## [Your goal]
How many lines in the listing below contain the word "woman"? Count them and reply with the number alone.

* Start *

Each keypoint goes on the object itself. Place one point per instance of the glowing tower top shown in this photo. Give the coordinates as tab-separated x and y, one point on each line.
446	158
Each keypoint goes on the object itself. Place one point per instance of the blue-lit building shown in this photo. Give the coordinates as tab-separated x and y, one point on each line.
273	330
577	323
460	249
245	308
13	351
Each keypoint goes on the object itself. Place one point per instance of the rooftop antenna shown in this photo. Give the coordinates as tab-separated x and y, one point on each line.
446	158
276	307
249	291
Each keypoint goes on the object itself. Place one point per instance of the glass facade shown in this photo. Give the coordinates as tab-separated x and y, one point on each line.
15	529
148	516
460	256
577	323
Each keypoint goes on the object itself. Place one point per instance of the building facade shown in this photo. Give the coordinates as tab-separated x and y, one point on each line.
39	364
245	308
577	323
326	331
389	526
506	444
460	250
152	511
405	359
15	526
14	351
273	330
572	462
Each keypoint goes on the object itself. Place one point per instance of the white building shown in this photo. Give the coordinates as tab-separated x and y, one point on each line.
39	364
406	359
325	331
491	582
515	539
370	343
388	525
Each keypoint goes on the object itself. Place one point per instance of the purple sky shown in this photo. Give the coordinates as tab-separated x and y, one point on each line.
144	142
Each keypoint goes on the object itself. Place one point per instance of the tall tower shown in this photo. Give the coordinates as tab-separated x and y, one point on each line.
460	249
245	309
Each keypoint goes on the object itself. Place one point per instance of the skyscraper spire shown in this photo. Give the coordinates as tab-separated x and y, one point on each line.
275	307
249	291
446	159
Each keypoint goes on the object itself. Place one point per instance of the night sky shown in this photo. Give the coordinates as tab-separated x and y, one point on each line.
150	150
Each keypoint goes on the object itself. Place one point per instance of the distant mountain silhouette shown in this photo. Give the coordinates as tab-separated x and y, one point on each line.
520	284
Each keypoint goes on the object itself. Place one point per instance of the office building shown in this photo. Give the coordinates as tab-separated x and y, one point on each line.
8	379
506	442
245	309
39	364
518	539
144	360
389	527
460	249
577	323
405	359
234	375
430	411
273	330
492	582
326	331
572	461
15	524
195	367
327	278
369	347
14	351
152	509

* End *
* Start *

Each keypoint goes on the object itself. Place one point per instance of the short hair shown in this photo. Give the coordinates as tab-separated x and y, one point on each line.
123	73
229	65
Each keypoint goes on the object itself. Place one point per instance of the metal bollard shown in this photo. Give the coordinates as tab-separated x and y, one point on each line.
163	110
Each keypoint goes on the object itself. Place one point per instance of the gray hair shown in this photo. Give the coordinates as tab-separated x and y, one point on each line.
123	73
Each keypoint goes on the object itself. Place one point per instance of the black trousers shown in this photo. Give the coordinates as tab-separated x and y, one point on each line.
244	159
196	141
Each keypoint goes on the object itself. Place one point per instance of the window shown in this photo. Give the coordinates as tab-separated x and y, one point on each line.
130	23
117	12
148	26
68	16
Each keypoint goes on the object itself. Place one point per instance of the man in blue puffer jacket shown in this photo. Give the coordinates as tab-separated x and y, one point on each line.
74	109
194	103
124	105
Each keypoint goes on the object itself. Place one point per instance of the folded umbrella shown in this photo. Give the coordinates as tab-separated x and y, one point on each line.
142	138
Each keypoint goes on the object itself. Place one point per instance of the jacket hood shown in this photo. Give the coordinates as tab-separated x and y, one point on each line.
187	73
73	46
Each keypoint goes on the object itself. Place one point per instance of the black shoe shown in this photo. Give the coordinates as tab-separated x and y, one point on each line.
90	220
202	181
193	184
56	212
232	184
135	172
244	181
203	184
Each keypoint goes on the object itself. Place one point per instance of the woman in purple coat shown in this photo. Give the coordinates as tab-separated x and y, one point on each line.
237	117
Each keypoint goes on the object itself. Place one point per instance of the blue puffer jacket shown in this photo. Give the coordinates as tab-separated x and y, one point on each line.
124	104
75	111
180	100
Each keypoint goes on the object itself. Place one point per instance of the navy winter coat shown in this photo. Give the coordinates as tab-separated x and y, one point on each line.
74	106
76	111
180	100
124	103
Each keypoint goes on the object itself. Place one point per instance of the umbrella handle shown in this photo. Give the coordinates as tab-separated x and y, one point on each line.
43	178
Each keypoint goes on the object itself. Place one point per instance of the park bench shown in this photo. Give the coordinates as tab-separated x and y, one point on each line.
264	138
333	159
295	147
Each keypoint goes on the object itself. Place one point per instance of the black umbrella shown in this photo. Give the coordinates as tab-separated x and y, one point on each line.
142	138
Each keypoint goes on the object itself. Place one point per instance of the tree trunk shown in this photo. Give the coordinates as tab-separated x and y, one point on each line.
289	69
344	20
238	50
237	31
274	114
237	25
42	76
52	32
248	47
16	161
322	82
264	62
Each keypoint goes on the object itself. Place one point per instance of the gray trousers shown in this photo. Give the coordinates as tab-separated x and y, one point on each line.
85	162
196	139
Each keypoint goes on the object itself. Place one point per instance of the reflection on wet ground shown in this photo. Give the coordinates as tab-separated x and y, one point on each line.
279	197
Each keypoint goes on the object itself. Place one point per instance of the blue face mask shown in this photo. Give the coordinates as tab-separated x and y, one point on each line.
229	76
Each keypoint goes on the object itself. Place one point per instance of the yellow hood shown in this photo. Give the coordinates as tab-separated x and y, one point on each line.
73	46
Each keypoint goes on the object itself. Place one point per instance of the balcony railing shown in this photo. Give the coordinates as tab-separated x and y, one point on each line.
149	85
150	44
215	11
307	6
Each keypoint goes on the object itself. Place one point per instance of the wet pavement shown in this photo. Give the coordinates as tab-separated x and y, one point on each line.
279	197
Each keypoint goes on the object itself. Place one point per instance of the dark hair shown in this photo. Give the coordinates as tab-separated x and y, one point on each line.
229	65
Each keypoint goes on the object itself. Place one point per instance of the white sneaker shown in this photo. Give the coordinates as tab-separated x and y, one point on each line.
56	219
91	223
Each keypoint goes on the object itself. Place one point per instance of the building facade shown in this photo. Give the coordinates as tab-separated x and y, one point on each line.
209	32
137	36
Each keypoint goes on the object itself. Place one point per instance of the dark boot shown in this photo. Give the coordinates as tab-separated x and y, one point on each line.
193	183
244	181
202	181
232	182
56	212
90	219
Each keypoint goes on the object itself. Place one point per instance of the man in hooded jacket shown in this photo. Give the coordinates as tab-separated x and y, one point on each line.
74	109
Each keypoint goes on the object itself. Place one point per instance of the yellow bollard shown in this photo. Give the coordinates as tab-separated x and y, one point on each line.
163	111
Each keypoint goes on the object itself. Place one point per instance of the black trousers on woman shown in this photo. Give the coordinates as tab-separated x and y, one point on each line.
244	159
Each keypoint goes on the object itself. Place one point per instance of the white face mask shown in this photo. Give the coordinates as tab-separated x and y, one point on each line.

* End *
* Start *

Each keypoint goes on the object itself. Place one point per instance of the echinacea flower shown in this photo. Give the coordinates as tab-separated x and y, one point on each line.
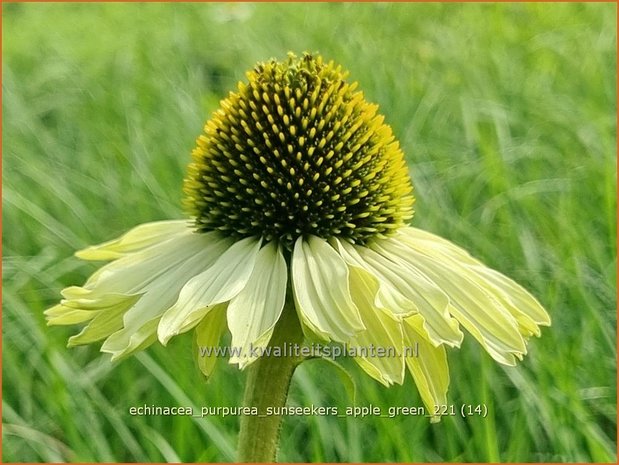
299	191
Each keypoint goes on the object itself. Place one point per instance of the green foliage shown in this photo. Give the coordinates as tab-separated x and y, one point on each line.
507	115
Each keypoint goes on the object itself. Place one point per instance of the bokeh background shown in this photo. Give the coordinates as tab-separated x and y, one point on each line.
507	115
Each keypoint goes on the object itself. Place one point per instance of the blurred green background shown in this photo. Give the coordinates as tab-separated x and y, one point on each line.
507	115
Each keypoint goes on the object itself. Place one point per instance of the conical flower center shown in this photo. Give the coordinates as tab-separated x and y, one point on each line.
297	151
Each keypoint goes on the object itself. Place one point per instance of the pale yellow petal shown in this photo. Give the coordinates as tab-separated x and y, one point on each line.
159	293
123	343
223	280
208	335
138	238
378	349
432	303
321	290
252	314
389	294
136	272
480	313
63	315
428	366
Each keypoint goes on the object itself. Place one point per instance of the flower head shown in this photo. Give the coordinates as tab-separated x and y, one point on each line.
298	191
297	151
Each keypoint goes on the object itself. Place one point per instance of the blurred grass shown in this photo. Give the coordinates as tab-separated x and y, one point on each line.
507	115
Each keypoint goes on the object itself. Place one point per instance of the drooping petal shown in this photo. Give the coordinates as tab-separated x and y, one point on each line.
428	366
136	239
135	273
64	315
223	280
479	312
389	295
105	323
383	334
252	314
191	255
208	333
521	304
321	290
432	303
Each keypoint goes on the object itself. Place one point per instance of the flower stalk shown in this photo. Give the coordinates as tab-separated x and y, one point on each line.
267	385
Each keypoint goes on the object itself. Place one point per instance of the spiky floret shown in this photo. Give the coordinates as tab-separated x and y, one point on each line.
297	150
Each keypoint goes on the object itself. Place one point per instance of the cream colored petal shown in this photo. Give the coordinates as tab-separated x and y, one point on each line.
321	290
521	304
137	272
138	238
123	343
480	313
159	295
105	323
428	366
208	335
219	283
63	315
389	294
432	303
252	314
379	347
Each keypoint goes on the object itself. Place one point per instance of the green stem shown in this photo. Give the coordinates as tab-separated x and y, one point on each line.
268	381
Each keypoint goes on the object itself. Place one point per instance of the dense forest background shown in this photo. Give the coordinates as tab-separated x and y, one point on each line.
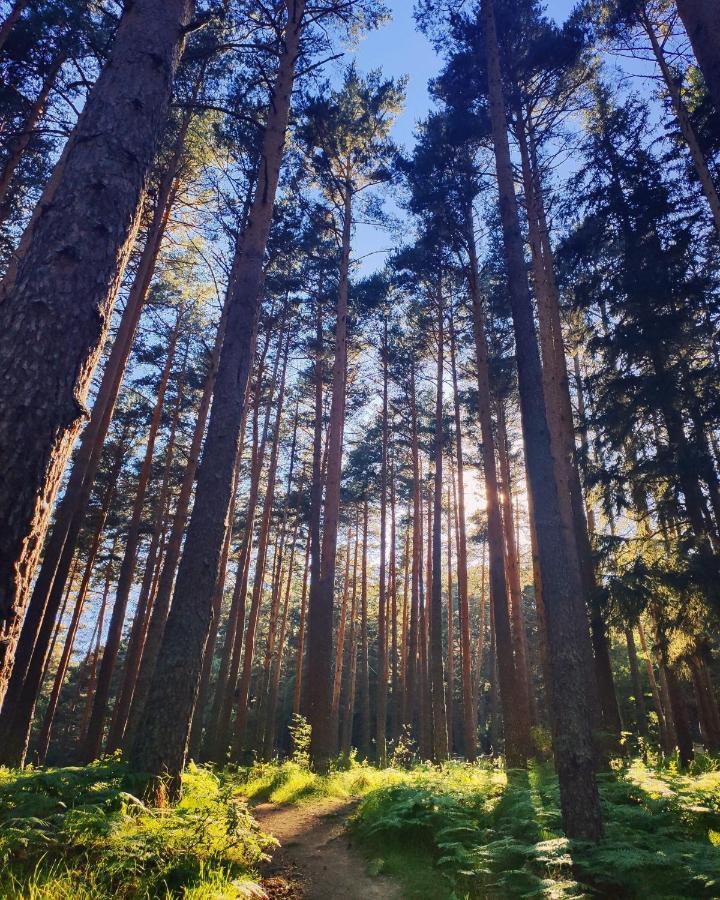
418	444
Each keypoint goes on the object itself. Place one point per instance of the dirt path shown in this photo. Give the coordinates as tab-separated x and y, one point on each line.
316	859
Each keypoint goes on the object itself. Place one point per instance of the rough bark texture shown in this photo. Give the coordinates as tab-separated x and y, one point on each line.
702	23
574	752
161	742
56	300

* End *

## [Response to this exercise]
2